Poultry remains the foundation stock of any farm- in being the most prolific and, usually grained in one form or another for maximum production. The surrounding vegetation gets the benefit of all the manure laid down from good inputs, and lush garden, pasture, forest, hedgerow, and stream thrive with more diversity every day. There are some more heavily used areas of the ground that are without much diversity- from the building footprints to heavily rocked driveways, but beneath them, the soil lives on. Near the coop and barn structures, there is a lot of restoration happening to reintroduce more plant-life. The soil had been canopied by some older red cedars, which put out chemicals to make it hard for other species to survive. This legacy left the ground in transition, with much of the over winter barn muck piling on to dilute the tannin soil. Now burdock and dock are working on compaction from decades of cows and horses too. The flock loves dashing around in the knee high leafy forest where insects are returning in droves. The best kind of landscape has the many sounds of buzzing and chirping from the small creatures that are so crucial in our living systems of ecology. Though some of the bugs are less welcome, all play intricate parts in nature.

**Given information**

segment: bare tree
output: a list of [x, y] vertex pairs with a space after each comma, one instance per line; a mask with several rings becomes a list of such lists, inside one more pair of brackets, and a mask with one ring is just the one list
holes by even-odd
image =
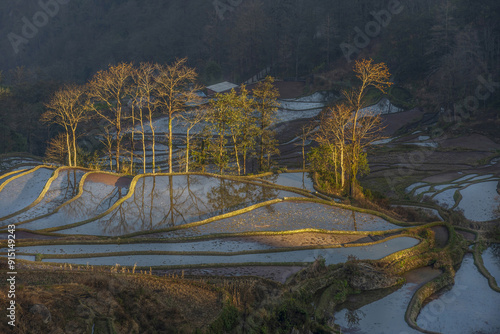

**Set of tasks**
1: In the farm passage, what kind of trees had canopied the soil near the coop and barn?
2: Please continue the farm passage, picking up after its last sentence.

**Responses by item number**
1: Older red cedars.

2:
The chickens are thriving on a landscape at it’s growth peak. As I move the young hatch of chickens from their youngster pen to the coop, where an established flock will need a few days of integration with the newbies. Young birds need a group of buddies for successful mixing into an adult flock. After a decade of lessons and learning by doing- with a flock of about 30 birds, I’ve found that a 10 young birds is ideal for introduction, and six minimum for survival. Small groups of five or less get fragmented by the larger flock and picked off. Safety in numbers really does apply in this species. After three days of confinement- with extra feeding, the whole group gets let out again to free range and the young birds now know the coop is home. With the introduction of 10 new birds, I’ll need to cull at least that number in the Fall to keep the healthy number preferred in this system. 30 remains the magic number, for the flock health, with two roosters. I get more than enough eggs to sell and share, as well as keeping grain costs manageable.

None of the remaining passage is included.